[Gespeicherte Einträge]
☆ ☆ ☆

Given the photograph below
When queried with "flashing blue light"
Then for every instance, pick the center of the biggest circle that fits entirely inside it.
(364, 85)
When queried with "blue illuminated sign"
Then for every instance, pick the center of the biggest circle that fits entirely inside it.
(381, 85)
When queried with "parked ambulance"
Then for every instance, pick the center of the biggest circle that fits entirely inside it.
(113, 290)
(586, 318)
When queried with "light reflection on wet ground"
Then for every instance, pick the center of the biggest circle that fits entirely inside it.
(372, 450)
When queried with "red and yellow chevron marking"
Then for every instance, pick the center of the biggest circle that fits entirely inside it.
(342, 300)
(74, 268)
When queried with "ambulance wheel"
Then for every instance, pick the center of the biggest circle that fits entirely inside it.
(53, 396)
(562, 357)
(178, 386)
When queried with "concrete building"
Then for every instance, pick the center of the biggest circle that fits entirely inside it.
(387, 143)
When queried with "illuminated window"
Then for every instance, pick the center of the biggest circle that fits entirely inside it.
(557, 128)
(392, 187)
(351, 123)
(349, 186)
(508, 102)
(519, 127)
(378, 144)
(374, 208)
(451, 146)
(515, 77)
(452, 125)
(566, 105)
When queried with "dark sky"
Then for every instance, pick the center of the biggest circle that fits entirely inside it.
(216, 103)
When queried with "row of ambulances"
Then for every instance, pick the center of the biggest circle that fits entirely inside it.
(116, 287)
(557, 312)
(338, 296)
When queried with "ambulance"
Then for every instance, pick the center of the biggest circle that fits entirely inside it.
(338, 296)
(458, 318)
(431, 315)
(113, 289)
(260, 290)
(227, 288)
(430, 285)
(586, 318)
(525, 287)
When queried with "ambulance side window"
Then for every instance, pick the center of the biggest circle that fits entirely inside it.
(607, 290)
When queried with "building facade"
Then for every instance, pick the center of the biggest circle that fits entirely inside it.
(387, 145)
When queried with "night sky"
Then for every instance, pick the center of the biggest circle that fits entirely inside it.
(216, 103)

☆ ☆ ☆

◆ **Ziel der Übung**: Zähle die Zeilen der Einträge, in denen die Zeichenfolge „blue“ vorkommt, und nenne nur die Anzahl.

◆ **Schriftliche Lösung**: 2